## Task brief
Count how many lines of the records below contain the word "candle", and reply with only that number.

(Data extracted from a collection)

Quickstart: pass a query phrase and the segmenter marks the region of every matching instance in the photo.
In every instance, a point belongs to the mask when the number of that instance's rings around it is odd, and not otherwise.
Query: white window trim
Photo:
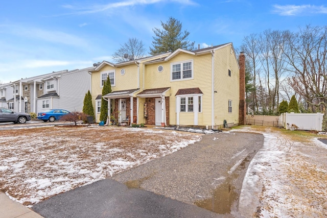
[[[111,87],[116,86],[116,70],[115,69],[111,69],[109,70],[106,70],[103,72],[101,72],[100,74],[100,87],[103,88],[103,85],[102,85],[102,75],[103,74],[106,74],[107,77],[106,78],[108,78],[108,75],[109,73],[113,72],[113,84],[111,84]]]
[[[192,76],[188,78],[183,78],[183,63],[191,62],[192,64]],[[175,64],[180,64],[180,79],[176,79],[173,80],[173,65]],[[193,59],[188,60],[186,61],[180,61],[178,62],[171,63],[170,64],[170,82],[180,81],[181,80],[193,80],[194,77],[194,64],[193,63]]]
[[[14,110],[15,108],[15,105],[13,102],[9,102],[8,103],[8,109],[9,110]]]
[[[50,83],[50,88],[48,88],[48,83]],[[55,83],[54,80],[48,80],[45,82],[45,85],[46,86],[46,91],[53,91],[55,89]],[[53,88],[51,88],[51,86],[53,85]]]
[[[100,103],[100,112],[98,112],[98,103]],[[96,112],[97,113],[100,113],[101,112],[101,100],[96,100]]]
[[[44,102],[45,103],[44,104]],[[47,104],[48,103],[48,104]],[[45,105],[45,107],[43,107],[43,105]],[[46,107],[46,105],[48,106],[48,107]],[[42,108],[50,108],[50,100],[42,100]]]
[[[178,97],[177,98],[178,99],[178,101],[177,101],[177,104],[178,104],[178,107],[176,107],[176,112],[178,112],[178,113],[194,113],[195,112],[195,107],[196,105],[198,106],[198,103],[199,102],[198,101],[197,101],[197,102],[195,102],[195,101],[194,100],[194,97],[196,96],[198,96],[199,97],[201,97],[201,105],[200,106],[200,108],[199,109],[199,110],[201,110],[201,111],[196,111],[197,113],[202,113],[202,107],[203,107],[203,94],[182,94],[182,95],[176,95],[176,97]],[[193,97],[193,111],[188,111],[188,103],[189,103],[189,97]],[[180,98],[186,98],[185,99],[185,103],[186,103],[186,111],[180,111]],[[178,110],[178,111],[177,111]]]

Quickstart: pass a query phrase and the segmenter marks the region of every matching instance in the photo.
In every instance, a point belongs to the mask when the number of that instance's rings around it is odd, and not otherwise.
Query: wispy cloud
[[[99,13],[118,8],[134,6],[136,5],[152,5],[162,2],[176,2],[184,5],[197,5],[197,3],[192,0],[130,0],[118,2],[104,5],[95,5],[88,7],[79,7],[72,5],[64,5],[62,7],[75,11],[68,14],[87,14]]]
[[[327,14],[327,7],[311,5],[274,5],[272,12],[282,16],[304,16],[316,14]]]
[[[87,23],[84,22],[84,23],[81,23],[80,25],[78,25],[78,26],[79,27],[84,27],[84,26],[87,26],[87,25],[88,25],[88,24]]]

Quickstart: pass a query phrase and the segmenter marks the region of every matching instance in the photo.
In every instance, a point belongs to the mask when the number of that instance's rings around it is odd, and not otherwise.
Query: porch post
[[[36,111],[35,110],[35,100],[36,99],[36,81],[34,80],[33,81],[33,112],[34,113],[36,113]]]
[[[130,113],[129,113],[129,122],[130,122],[130,124],[129,125],[130,126],[132,126],[132,123],[133,123],[133,122],[134,121],[134,113],[133,112],[133,104],[134,103],[134,101],[133,101],[133,96],[131,96],[131,98],[130,98]]]
[[[167,124],[166,122],[166,100],[165,95],[161,95],[161,123],[165,123],[166,126]]]

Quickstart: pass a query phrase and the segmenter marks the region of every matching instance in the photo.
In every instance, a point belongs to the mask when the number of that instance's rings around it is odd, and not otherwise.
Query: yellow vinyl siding
[[[239,69],[230,46],[215,53],[215,116],[214,125],[222,125],[224,119],[228,124],[239,123]],[[231,76],[228,76],[228,69]],[[232,112],[228,113],[228,100],[232,101]]]
[[[187,60],[193,61],[193,79],[171,82],[171,64]],[[211,72],[212,56],[207,54],[201,56],[194,56],[181,53],[167,62],[161,62],[146,66],[147,79],[146,89],[170,87],[169,103],[169,124],[176,125],[176,98],[175,95],[179,89],[198,87],[203,92],[202,98],[202,111],[198,114],[198,125],[205,126],[211,124]],[[158,71],[158,66],[162,65],[164,70]],[[168,93],[166,93],[167,95]],[[197,103],[196,103],[197,104]],[[192,114],[190,120],[184,119],[180,114],[180,124],[194,125],[194,113],[185,113],[186,116]],[[189,123],[192,123],[189,124]]]

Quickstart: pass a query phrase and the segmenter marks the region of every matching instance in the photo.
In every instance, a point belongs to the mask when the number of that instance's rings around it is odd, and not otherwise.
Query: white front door
[[[155,125],[161,126],[162,120],[162,107],[161,98],[155,99]]]
[[[125,120],[126,118],[126,100],[125,99],[121,99],[120,102],[121,115],[119,122],[121,123],[123,120]]]

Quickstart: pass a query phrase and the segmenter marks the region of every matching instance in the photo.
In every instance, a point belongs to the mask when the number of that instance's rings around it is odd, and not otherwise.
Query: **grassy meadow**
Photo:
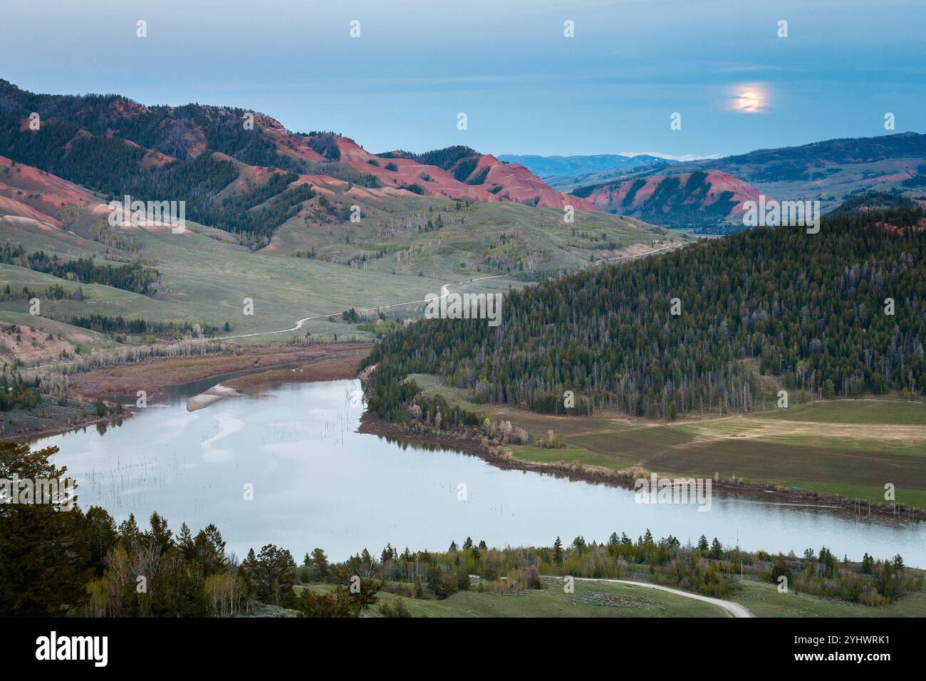
[[[560,449],[513,446],[534,463],[692,475],[781,485],[795,490],[884,501],[895,486],[899,504],[926,508],[926,404],[899,400],[832,400],[787,410],[661,422],[598,413],[545,416],[478,405],[437,376],[413,374],[425,392],[452,404],[506,419],[544,437],[552,429]]]

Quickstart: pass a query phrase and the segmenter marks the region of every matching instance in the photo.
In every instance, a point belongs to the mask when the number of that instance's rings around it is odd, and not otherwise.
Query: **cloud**
[[[723,154],[711,154],[710,156],[697,156],[696,154],[682,154],[682,156],[675,156],[674,154],[661,154],[658,151],[621,151],[619,156],[626,156],[628,158],[634,156],[654,156],[657,158],[665,158],[670,161],[699,161],[704,158],[722,158]]]

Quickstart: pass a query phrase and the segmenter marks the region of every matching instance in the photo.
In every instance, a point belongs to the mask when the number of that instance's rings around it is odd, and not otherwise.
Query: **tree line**
[[[615,409],[674,419],[926,386],[926,232],[921,208],[757,227],[509,294],[502,323],[426,320],[382,339],[369,392],[405,418],[401,381],[439,373],[475,401],[567,412]],[[882,226],[879,226],[882,225]],[[888,300],[890,299],[890,300]],[[678,314],[673,314],[673,311]],[[377,376],[380,374],[380,376]]]

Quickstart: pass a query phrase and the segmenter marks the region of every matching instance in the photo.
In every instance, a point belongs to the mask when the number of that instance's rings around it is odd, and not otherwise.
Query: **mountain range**
[[[552,187],[586,198],[602,210],[701,232],[740,229],[742,202],[759,195],[818,200],[825,213],[872,191],[912,199],[926,193],[926,135],[917,132],[683,162],[592,156],[567,157],[567,166],[559,162],[562,157],[518,158]],[[638,165],[632,163],[635,159]],[[557,174],[567,169],[571,170]]]

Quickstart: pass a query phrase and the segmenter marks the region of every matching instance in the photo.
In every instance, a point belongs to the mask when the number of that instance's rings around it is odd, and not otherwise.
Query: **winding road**
[[[557,580],[562,579],[562,577],[551,577],[551,578]],[[700,594],[693,594],[690,591],[682,591],[682,589],[672,588],[671,586],[663,586],[660,584],[648,584],[646,582],[632,582],[629,579],[593,579],[592,577],[573,577],[573,579],[577,582],[610,582],[613,584],[628,584],[632,586],[644,586],[646,588],[657,588],[659,589],[660,591],[668,591],[670,594],[675,594],[676,596],[684,596],[686,599],[694,599],[694,600],[703,600],[706,603],[716,605],[718,608],[722,608],[727,612],[729,612],[732,617],[756,616],[744,606],[740,605],[739,603],[734,603],[732,600],[722,600],[721,599],[711,599],[707,596],[701,596]]]

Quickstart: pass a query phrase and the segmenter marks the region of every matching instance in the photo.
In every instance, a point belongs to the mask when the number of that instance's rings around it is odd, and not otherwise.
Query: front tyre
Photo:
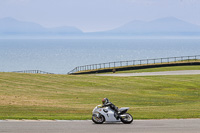
[[[132,121],[133,121],[132,115],[130,115],[130,114],[128,114],[128,113],[125,113],[125,114],[123,114],[123,115],[125,115],[125,116],[122,116],[122,117],[121,117],[121,121],[122,121],[124,124],[130,124],[130,123],[132,123]]]
[[[102,124],[105,121],[105,118],[103,115],[100,115],[99,117],[97,117],[96,115],[92,116],[92,121],[96,124]]]

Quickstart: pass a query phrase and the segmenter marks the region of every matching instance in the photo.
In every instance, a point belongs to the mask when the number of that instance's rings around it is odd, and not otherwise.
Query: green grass
[[[199,81],[200,75],[0,73],[0,119],[91,119],[104,97],[130,107],[134,119],[200,118]]]
[[[179,70],[200,70],[200,66],[191,65],[191,66],[157,67],[157,68],[147,68],[138,70],[116,71],[116,73],[141,73],[141,72],[161,72],[161,71],[179,71]]]

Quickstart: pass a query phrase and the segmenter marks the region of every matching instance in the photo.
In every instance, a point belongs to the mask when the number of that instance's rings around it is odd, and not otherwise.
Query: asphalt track
[[[200,70],[180,70],[180,71],[162,71],[162,72],[142,72],[142,73],[116,73],[116,74],[97,74],[98,76],[158,76],[158,75],[194,75],[200,74]]]
[[[200,133],[200,119],[92,121],[0,121],[0,133]]]

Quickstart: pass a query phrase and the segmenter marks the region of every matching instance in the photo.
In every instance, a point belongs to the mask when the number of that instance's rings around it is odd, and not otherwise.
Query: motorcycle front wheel
[[[100,115],[99,117],[96,117],[96,116],[92,116],[92,121],[94,122],[94,123],[96,123],[96,124],[102,124],[102,123],[104,123],[104,121],[105,121],[105,118],[104,118],[104,116],[103,115]]]
[[[123,117],[121,118],[121,121],[122,121],[124,124],[130,124],[130,123],[133,122],[133,117],[132,117],[132,115],[130,115],[130,114],[128,114],[128,113],[123,114],[123,115],[125,115],[125,116],[123,116]]]

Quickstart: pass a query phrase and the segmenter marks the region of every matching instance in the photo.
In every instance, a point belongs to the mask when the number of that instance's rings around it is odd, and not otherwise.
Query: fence
[[[78,66],[74,68],[73,70],[71,70],[70,72],[68,72],[68,74],[73,74],[80,71],[92,71],[92,70],[98,70],[98,69],[108,69],[108,68],[136,66],[136,65],[150,65],[150,64],[157,64],[157,63],[162,64],[162,63],[172,63],[172,62],[180,62],[180,61],[190,62],[190,61],[198,60],[198,59],[200,59],[200,55],[107,62],[107,63]]]
[[[49,72],[44,72],[40,70],[24,70],[24,71],[14,71],[15,73],[33,73],[33,74],[53,74]]]

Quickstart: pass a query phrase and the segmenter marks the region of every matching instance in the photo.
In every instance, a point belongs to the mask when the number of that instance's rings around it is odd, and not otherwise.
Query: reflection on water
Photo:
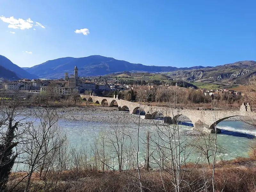
[[[186,135],[185,133],[193,130],[193,124],[189,122],[182,122],[180,124],[181,135],[188,138],[189,136]],[[83,143],[90,144],[99,132],[109,132],[112,131],[111,126],[115,125],[107,123],[63,120],[60,121],[59,124],[67,134],[69,143],[78,146]],[[132,124],[129,125],[129,126],[137,127]],[[238,121],[223,121],[218,124],[217,127],[221,130],[221,133],[217,135],[217,143],[224,146],[227,150],[219,156],[220,158],[230,159],[238,156],[248,156],[247,146],[251,139],[256,136],[256,131],[246,126],[243,122]],[[156,126],[154,124],[141,125],[140,136],[141,138],[144,138],[148,131],[152,134],[155,133],[156,128]],[[143,160],[142,159],[141,160]]]

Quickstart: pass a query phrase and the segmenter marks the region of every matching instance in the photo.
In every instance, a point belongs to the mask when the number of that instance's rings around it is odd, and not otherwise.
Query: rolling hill
[[[13,72],[0,65],[0,78],[3,78],[9,81],[14,81],[20,79]]]
[[[65,72],[73,74],[76,65],[78,68],[78,75],[81,76],[102,75],[125,71],[156,72],[204,67],[196,66],[178,68],[169,66],[148,66],[132,63],[111,57],[92,55],[80,58],[65,57],[57,59],[26,68],[26,70],[30,73],[36,74],[40,78],[56,79],[64,77]]]
[[[38,77],[36,75],[30,74],[25,69],[14,64],[10,60],[1,55],[0,55],[0,66],[14,72],[17,76],[19,77],[19,79],[36,79]]]
[[[195,82],[243,84],[255,73],[256,62],[244,61],[196,70],[178,70],[166,74],[173,78]]]

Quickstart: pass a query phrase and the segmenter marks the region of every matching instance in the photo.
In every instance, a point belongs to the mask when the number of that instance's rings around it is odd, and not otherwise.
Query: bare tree
[[[9,175],[26,142],[25,132],[30,113],[24,115],[26,101],[19,92],[5,91],[0,98],[0,191],[4,191]],[[26,101],[26,100],[25,100]],[[28,115],[27,115],[28,114]]]
[[[30,142],[24,149],[27,157],[24,163],[28,168],[26,192],[28,191],[34,172],[37,170],[42,174],[66,139],[57,126],[59,116],[55,108],[38,108],[35,114],[39,122],[28,129],[27,135]]]
[[[79,91],[75,89],[72,89],[70,95],[70,100],[74,102],[75,104],[76,105],[76,102],[79,100],[80,98],[80,96],[79,95]]]
[[[250,77],[248,80],[246,96],[251,102],[256,104],[256,76]]]

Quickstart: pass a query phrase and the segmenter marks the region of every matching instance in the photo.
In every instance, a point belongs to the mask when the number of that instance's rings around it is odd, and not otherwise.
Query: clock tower
[[[74,73],[74,78],[77,79],[78,79],[78,68],[76,66],[75,67],[75,72]]]

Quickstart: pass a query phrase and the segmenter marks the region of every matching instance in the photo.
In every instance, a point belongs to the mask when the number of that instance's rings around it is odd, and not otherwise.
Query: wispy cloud
[[[38,23],[38,22],[36,22],[36,26],[40,26],[42,28],[45,28],[44,26],[43,25],[41,24],[40,23]]]
[[[86,28],[81,29],[80,30],[76,29],[75,31],[76,33],[83,33],[84,35],[87,35],[90,32],[89,29]]]
[[[38,22],[36,22],[36,25],[34,25],[34,22],[30,18],[24,20],[22,19],[16,19],[12,16],[9,18],[5,17],[2,15],[0,17],[0,20],[4,22],[9,24],[8,28],[13,29],[20,29],[22,30],[29,29],[35,26],[39,26],[42,28],[45,28],[42,24]]]
[[[29,53],[29,54],[30,54],[32,53],[32,52],[31,52],[31,51],[28,52],[28,51],[23,51],[22,52],[23,52],[23,53]]]

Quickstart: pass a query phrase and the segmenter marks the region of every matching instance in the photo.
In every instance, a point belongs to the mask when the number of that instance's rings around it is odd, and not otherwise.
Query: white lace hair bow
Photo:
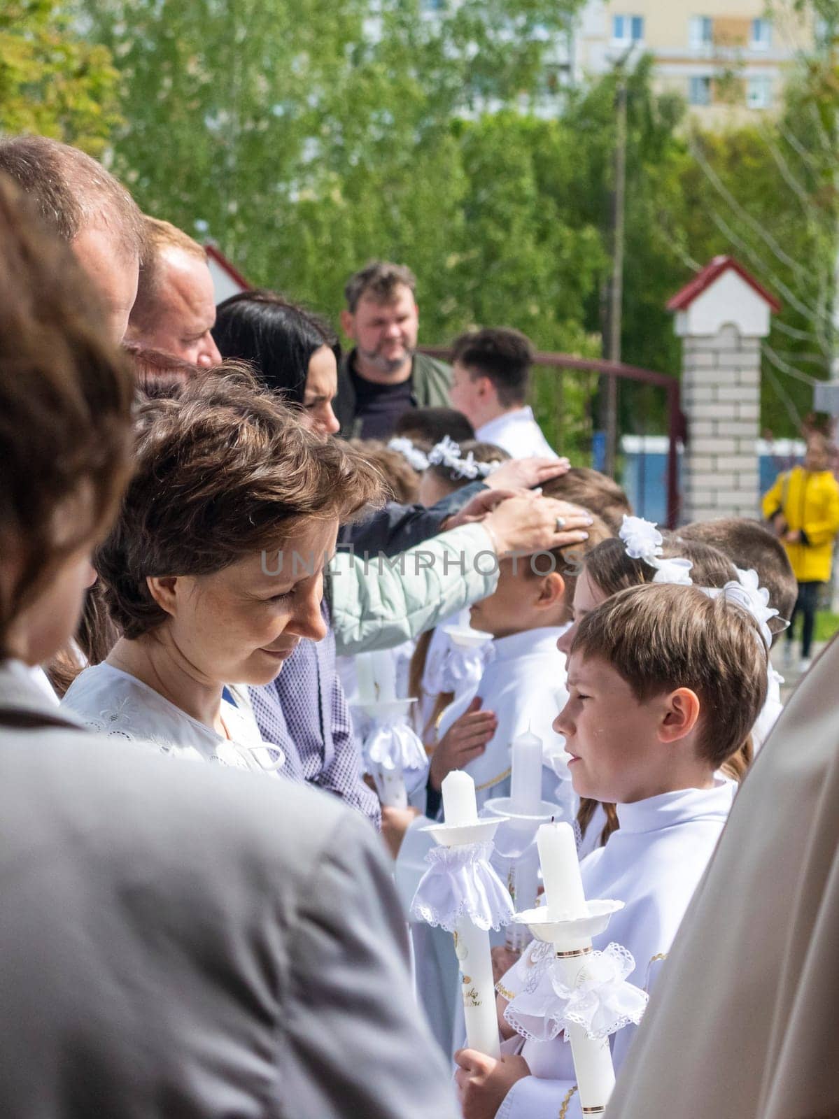
[[[642,560],[650,567],[655,567],[653,583],[677,583],[680,586],[691,586],[690,568],[693,564],[690,560],[673,558],[662,560],[663,536],[655,527],[655,521],[644,520],[643,517],[627,517],[624,514],[621,532],[618,533],[624,542],[626,555],[631,560]]]
[[[646,1009],[646,993],[627,981],[634,969],[632,952],[614,942],[586,957],[574,987],[551,961],[539,969],[529,990],[507,1004],[504,1017],[532,1041],[551,1041],[569,1025],[581,1026],[593,1041],[605,1041],[624,1026],[637,1025]]]
[[[414,446],[410,439],[405,439],[403,435],[394,435],[388,443],[388,446],[391,451],[398,451],[408,466],[412,467],[418,473],[428,470],[428,455],[419,446]]]
[[[770,592],[765,586],[759,585],[759,576],[756,571],[742,571],[739,567],[736,570],[737,582],[731,580],[721,589],[703,586],[702,591],[711,599],[718,599],[723,595],[727,602],[734,602],[752,614],[768,651],[772,648],[772,630],[768,627],[768,621],[771,618],[777,617],[777,610],[770,605]]]
[[[432,847],[429,868],[411,902],[414,921],[454,932],[468,918],[478,929],[500,929],[513,919],[513,900],[490,865],[491,843]]]
[[[428,452],[428,464],[430,467],[445,467],[450,470],[455,478],[488,478],[493,471],[501,466],[498,462],[476,462],[472,451],[464,457],[460,454],[460,446],[449,435],[444,435],[439,443]]]

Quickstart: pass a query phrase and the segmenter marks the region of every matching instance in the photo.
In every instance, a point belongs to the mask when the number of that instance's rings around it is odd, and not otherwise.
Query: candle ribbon
[[[507,1004],[504,1017],[532,1041],[551,1041],[569,1025],[581,1026],[593,1041],[603,1041],[641,1022],[647,995],[627,981],[634,969],[632,952],[610,943],[585,957],[576,984],[568,987],[561,968],[551,961],[537,968],[525,990]]]
[[[411,903],[414,921],[454,932],[464,918],[478,929],[500,929],[513,918],[513,902],[490,865],[491,843],[432,847]]]

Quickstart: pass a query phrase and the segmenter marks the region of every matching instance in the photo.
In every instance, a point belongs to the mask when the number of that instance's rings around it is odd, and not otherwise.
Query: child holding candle
[[[638,552],[644,555],[637,555]],[[660,555],[655,555],[655,552]],[[717,547],[697,539],[682,539],[674,534],[662,535],[652,521],[640,517],[626,518],[619,539],[606,540],[586,554],[575,586],[574,624],[560,639],[559,647],[567,653],[579,620],[626,587],[653,582],[724,587],[726,583],[737,580],[734,563]],[[768,706],[771,703],[767,699],[761,718]],[[726,774],[740,781],[752,760],[752,753],[751,741],[747,741],[725,763]],[[581,799],[577,819],[582,834],[580,858],[603,846],[617,827],[614,806],[599,805],[590,798]]]
[[[493,636],[494,656],[479,684],[442,713],[439,744],[431,756],[432,787],[439,788],[456,768],[449,730],[479,699],[484,711],[495,714],[496,725],[484,749],[463,767],[475,780],[478,803],[510,796],[513,740],[530,731],[544,750],[542,798],[563,805],[568,812],[576,807],[559,760],[562,741],[551,724],[557,695],[559,705],[565,703],[565,656],[557,641],[571,620],[577,572],[588,549],[612,535],[598,517],[593,515],[591,520],[582,544],[502,561],[495,593],[470,608],[475,629]]]
[[[632,587],[580,620],[568,689],[554,727],[571,755],[575,791],[615,802],[621,820],[580,867],[587,900],[625,903],[594,948],[616,941],[628,949],[628,978],[649,989],[728,815],[735,786],[717,771],[763,706],[766,647],[739,601],[684,585]],[[507,1015],[502,1061],[457,1054],[469,1119],[580,1113],[568,1046],[515,1003],[550,984],[549,962],[534,942],[498,985]],[[614,1035],[616,1070],[633,1033]]]
[[[524,764],[524,787],[516,792],[533,802],[558,802],[559,790],[565,803],[559,801],[557,814],[572,818],[576,800],[567,772],[561,779],[548,762],[553,758],[565,772],[562,739],[551,727],[557,704],[566,699],[565,656],[557,640],[570,620],[581,555],[609,536],[599,518],[591,520],[588,539],[581,544],[502,561],[495,593],[473,608],[472,624],[493,634],[495,655],[479,684],[464,692],[440,720],[439,742],[431,755],[432,789],[440,790],[448,773],[464,769],[475,781],[478,808],[493,797],[510,796],[513,742],[530,732],[531,739],[541,740],[543,763]],[[532,742],[521,742],[519,749],[522,761],[525,753],[532,755]],[[427,868],[431,840],[422,828],[430,822],[417,816],[408,827],[405,820],[407,830],[394,844],[397,888],[405,908]],[[435,1035],[450,1053],[459,995],[449,946],[439,930],[427,925],[412,924],[411,935],[418,995]]]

## Written solution
2